**RECORDS PROVIDED**
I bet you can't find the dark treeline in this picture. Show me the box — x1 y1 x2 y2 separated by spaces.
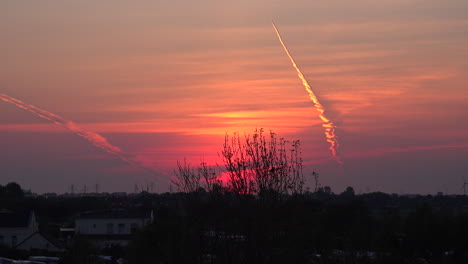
0 184 468 264
127 191 468 263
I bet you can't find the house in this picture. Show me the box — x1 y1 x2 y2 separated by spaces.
0 209 39 248
75 209 154 247
15 232 64 252
0 210 63 252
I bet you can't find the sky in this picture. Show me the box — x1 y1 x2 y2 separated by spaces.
0 0 468 194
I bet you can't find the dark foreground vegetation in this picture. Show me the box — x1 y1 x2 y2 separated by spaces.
0 184 468 264
0 129 468 264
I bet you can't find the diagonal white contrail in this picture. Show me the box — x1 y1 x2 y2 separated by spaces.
0 93 167 181
271 21 343 165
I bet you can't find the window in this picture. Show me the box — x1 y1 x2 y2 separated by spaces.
106 223 114 234
130 223 138 234
119 224 125 234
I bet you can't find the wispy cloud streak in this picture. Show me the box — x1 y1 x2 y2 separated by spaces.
271 21 343 165
0 93 167 181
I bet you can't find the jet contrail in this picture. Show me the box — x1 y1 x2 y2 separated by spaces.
271 21 343 165
0 93 168 180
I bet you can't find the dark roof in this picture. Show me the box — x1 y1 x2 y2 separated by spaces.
15 232 64 248
77 209 151 219
0 209 32 228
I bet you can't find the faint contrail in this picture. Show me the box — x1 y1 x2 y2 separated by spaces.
0 93 168 180
271 21 343 165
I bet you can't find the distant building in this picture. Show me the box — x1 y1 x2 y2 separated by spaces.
0 210 62 252
0 209 39 248
75 209 154 247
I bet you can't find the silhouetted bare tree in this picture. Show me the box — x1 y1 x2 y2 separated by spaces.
219 129 304 194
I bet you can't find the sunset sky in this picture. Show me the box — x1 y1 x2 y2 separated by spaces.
0 0 468 194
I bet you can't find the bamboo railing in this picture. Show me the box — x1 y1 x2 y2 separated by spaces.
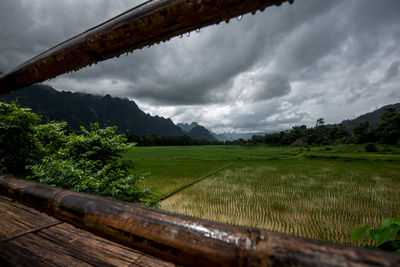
0 176 400 267
0 0 400 266
0 0 293 95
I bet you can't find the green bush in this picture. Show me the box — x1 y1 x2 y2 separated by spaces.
0 102 158 207
365 143 378 152
350 216 400 254
0 102 40 175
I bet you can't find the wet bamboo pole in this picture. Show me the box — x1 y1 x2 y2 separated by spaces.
0 0 293 95
0 175 400 266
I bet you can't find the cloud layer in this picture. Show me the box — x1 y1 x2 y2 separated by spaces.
0 0 400 132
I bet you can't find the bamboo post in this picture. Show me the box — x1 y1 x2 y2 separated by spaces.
0 175 400 266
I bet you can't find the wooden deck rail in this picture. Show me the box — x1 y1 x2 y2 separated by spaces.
0 176 400 266
0 0 293 95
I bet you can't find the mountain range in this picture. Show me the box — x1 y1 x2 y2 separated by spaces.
0 84 400 141
0 84 216 141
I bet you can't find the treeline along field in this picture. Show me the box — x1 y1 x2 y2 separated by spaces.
125 145 400 246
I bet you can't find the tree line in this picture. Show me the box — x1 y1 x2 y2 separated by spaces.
126 133 224 146
226 108 400 146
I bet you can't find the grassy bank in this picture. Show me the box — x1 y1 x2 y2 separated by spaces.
125 145 400 248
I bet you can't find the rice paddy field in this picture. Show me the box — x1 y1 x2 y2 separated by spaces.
125 145 400 246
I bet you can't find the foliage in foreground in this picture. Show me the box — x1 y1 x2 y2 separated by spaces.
0 103 158 207
350 216 400 254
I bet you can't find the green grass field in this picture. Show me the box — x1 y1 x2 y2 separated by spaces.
125 145 400 248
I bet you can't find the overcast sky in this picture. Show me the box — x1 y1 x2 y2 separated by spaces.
0 0 400 133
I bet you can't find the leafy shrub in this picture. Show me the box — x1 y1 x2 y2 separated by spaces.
0 102 158 207
28 123 158 207
0 102 40 175
365 143 378 152
350 216 400 254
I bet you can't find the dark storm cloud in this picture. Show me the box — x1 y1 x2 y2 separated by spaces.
0 0 400 131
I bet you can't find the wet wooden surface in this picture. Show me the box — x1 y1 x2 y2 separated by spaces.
0 175 400 267
0 0 293 95
0 196 175 266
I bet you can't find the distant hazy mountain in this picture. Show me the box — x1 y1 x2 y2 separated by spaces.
342 103 400 131
0 85 185 136
213 133 265 142
177 122 217 141
177 122 199 133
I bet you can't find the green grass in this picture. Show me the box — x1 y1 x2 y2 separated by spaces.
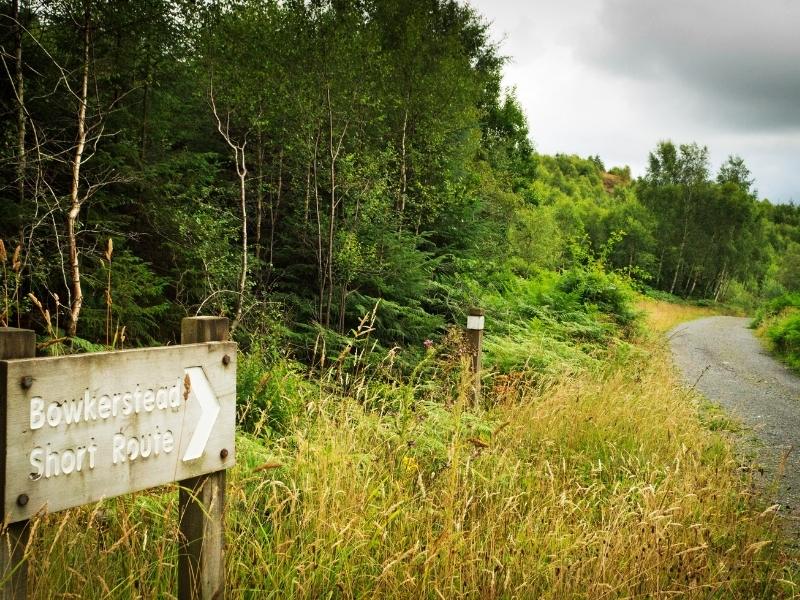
7 274 800 599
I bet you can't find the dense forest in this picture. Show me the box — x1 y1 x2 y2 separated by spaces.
0 0 800 356
0 0 800 600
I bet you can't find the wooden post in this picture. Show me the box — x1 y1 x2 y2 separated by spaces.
178 317 229 600
467 308 484 405
0 327 36 600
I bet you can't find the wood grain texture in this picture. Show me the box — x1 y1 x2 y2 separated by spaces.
178 317 229 600
3 342 236 522
0 327 36 600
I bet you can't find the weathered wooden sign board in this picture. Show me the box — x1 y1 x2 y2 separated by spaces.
0 342 236 523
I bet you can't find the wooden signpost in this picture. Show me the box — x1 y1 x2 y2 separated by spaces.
0 318 236 598
466 308 485 405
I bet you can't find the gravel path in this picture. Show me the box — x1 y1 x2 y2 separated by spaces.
669 317 800 529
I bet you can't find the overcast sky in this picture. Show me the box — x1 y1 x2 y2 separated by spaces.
469 0 800 202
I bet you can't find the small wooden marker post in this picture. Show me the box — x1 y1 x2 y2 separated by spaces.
467 307 485 405
178 317 229 600
0 327 36 600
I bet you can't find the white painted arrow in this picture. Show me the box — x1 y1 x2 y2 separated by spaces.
183 367 220 462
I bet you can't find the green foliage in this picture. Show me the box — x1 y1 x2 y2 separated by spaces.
236 340 314 437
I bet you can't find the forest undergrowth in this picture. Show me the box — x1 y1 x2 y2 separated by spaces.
14 300 800 598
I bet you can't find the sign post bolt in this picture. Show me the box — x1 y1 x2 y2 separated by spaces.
467 307 485 406
178 317 231 600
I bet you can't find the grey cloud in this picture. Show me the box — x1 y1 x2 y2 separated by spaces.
576 0 800 130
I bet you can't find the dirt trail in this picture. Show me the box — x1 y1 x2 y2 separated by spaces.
669 317 800 529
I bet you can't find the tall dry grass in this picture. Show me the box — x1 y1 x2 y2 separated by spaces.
636 297 724 334
15 326 798 598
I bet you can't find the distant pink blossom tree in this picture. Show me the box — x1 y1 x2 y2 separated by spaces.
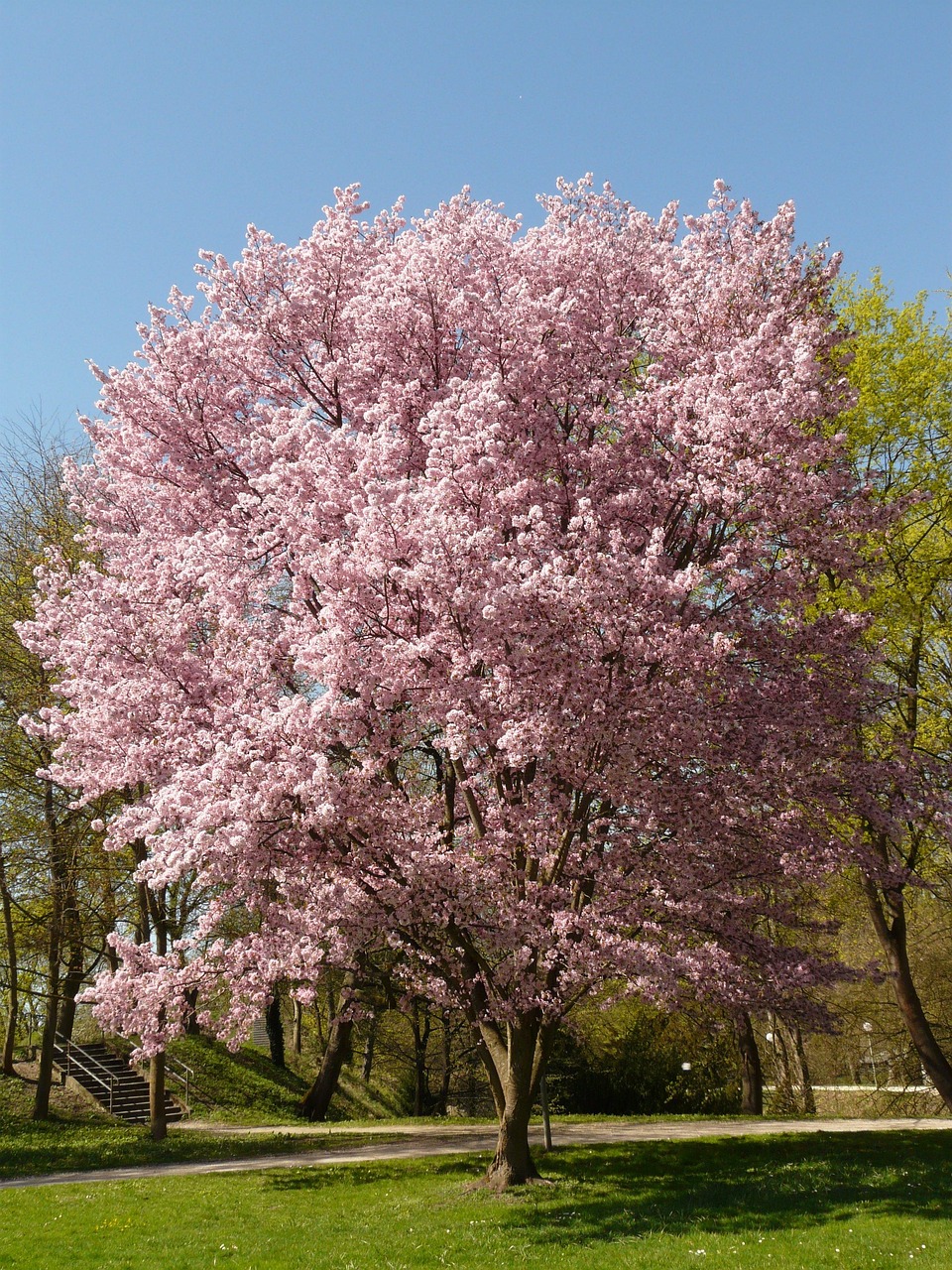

**EXERCISE OBJECTIVE**
Can you copy out all the lines above word for word, leaving the pictures out?

**COMPLETED EXERCISE**
I bet you can't find the dark treeline in this picture. Show me the box — x1 y1 x2 y2 separated by spaces.
0 184 468 264
127 191 468 263
I bet you can't find the house in this picture. Show me the box — x1 y1 x2 y2 separated by spaces.
0 209 39 248
75 209 154 247
15 232 64 252
0 210 63 252
I bet you can't find the sky in this picture. Show me the box — x1 y1 x2 y2 separated by spaces.
0 0 468 194
I bet you can't find the dark foreground vegetation in this picture. Show me the box — x1 y1 x2 y2 separated by spaces.
0 184 468 264
0 129 468 264
I bet you can't find the diagonal white contrail in this picture. Show me the box — x1 y1 x2 y2 separated by spaces.
0 93 167 181
271 21 343 165
I bet you can't find the window in this picture. Show me the box — x1 y1 x2 y2 separated by spaces.
106 223 114 234
130 223 138 234
119 224 125 234
I bet you can't find the wispy cloud streak in this picture. Show me the box — x1 y1 x2 y2 separated by spaces.
271 21 343 165
0 93 167 181
I bet you can't find the jet contrail in this picture. Show me the box — x1 y1 x2 y2 separated by spaces.
271 21 343 165
0 93 168 180
I bet you can't find the dark roof in this picture. Show me the box — x1 y1 x2 y2 separated by spaces.
15 232 64 248
77 209 151 219
0 209 32 228
I bet you can't find the faint contrail in this picture. Show me the box — x1 y1 x2 y2 separated by spaces.
0 93 168 180
271 21 343 165
I bet you can't find the distant building in this picture. Show me the box — x1 y1 x2 y2 separated by spaces.
0 210 62 252
0 209 39 248
75 209 154 247
I bet you can't find the silhouetted bare tree in this picture. Show me the box — x1 y1 x2 y2 separated by spaces.
219 129 304 194
I bet you can't find the sunset sky in this picture. Show me the box — x1 y1 x2 y2 separated by spaces.
0 0 468 194
I bet you can't find the bamboo railing in this picture. Show me the box — x1 y1 x2 y2 separated by spaces.
0 176 400 267
0 0 400 266
0 0 293 95
I bet you can't find the green bush in this picture. Show me the box — x1 y1 x2 y2 separated by spaces.
0 102 158 207
365 143 378 152
350 216 400 254
0 102 40 175
I bet you can't find the wet bamboo pole in this picture. Show me the box — x1 y1 x2 y2 separated by spaces.
0 0 293 95
0 175 400 266
I bet you can't find the cloud layer in this picture. Show me the box — x1 y1 x2 y2 separated by spaces.
0 0 400 132
I bet you can't find the bamboo post in this picture. Show me the box — x1 y1 x2 y2 separated by spaces.
0 175 400 266
I bet you can't find the wooden deck rail in this picture. Show me the box — x1 y1 x2 y2 separated by spaces.
0 176 400 266
0 0 293 95
I bet you can't find the mountain range in this picture. Show me the box — x1 y1 x2 y2 separated by spaces.
0 84 400 141
0 84 216 141
I bet you can't find the treeline along field in this picture. Show me the box — x1 y1 x2 y2 separated by spaces.
125 145 400 246
I bet you can't find the tree line in this picture. Show me the box — x1 y1 x2 y2 separated by spaces.
126 133 224 146
226 108 400 146
I bet you can't find the grassy bank in this picture. Show me the box — x1 y1 x2 y2 separated by spaces.
125 145 400 248
I bet you can't find the rice paddy field in this picture. Show me the box — x1 y1 x2 y2 separated by spaces.
125 145 400 246
I bet you can't find the foliage in foreground in this picture. Show me the box — x1 y1 x2 y2 separated by spaces.
0 103 158 207
350 216 400 254
I bet you can't find the green grass field in this picture. Show me the box — x1 y1 x2 y2 separated by spaces.
125 145 400 248
I bet you can't find the overcast sky in this picture. Show me the box — x1 y1 x2 y2 separated by spaces.
0 0 400 133
I bet you can't find the leafy shrub in this picture. Show me the box — x1 y1 x2 y2 separated by spaces.
0 102 158 207
28 123 158 207
0 102 40 175
365 143 378 152
350 216 400 254
I bet you can't find the dark storm cloud in this picture. Show me the box — x1 y1 x2 y2 separated by spaces.
0 0 400 131
I bet you can't find the wet wooden surface in this picture. Show me the box — x1 y1 x2 y2 separated by spaces.
0 175 400 267
0 0 293 95
0 196 175 266
I bet you can't find the distant hazy mountain in this picture. Show me the box — x1 y1 x2 y2 separated by spaces.
342 103 400 131
0 85 185 136
213 133 265 142
177 122 217 141
177 122 199 133
I bet you can't find the green grass in this picture. Show me the box — x1 y1 x2 y2 separated by spaces.
7 274 800 599
I bet you can't find the dense forest in this picture. Show me the box — x1 y1 x2 y2 separated by spaces.
0 0 800 356
0 0 800 600
I bet you can't find the wooden post in this picture. Show me the box — x1 y1 x2 y2 separated by spaces.
178 317 229 600
467 308 484 405
0 327 36 600
I bet you can't find the wood grain texture in this picture. Show me the box — x1 y1 x2 y2 separated by spaces.
178 317 229 600
3 342 236 522
0 327 36 600
I bet you can't find the weathered wooden sign board in this picture. Show me the box — x1 y1 x2 y2 separated by spaces.
0 342 236 523
I bet you can't find the wooden signpost in this picture. Show me the box — x1 y1 x2 y2 separated by spaces.
0 318 236 598
466 308 485 405
I bet you can't find the gravel path in this picture. Show me the box — x1 y1 x2 y2 separated by spaces.
669 317 800 529
I bet you can't find the overcast sky in this picture. Show me the box — x1 y1 x2 y2 separated by spaces.
469 0 800 202
I bet you can't find the small wooden marker post in this picture. Show me the box — x1 y1 x2 y2 separated by spaces.
467 307 485 405
178 317 229 600
0 327 36 600
I bet you can't find the white painted arrow in this picture. Show me the box — x1 y1 x2 y2 separated by spaces.
183 367 220 462
I bet you can't find the green foliage in this picture. Show me the box — x1 y1 x2 y2 separated by spaces.
236 340 314 437
I bet you can't find the forest undergrowth in this picture. Show me the box — x1 y1 x2 y2 separated by spaces.
14 300 800 598
I bet you can't find the sign post bolt in this picture. Show me the box — x1 y1 x2 y2 separated by spaces.
467 307 485 406
178 317 231 600
I bet you can't find the grey cloud in this picture. Show me the box — x1 y1 x2 y2 separated by spaces.
576 0 800 130
I bet you can't find the dirt trail in this picture. Show me the box — x1 y1 x2 y2 separated by spaces.
669 317 800 529
I bet you can't find the tall dry grass in this picture. Show me the box — x1 y1 x2 y2 separated by spaces.
636 297 724 334
15 326 798 598
I bet you can't find the distant pink blossom tree in this picture. Show me the box — x1 y1 x2 y2 separated by spaces.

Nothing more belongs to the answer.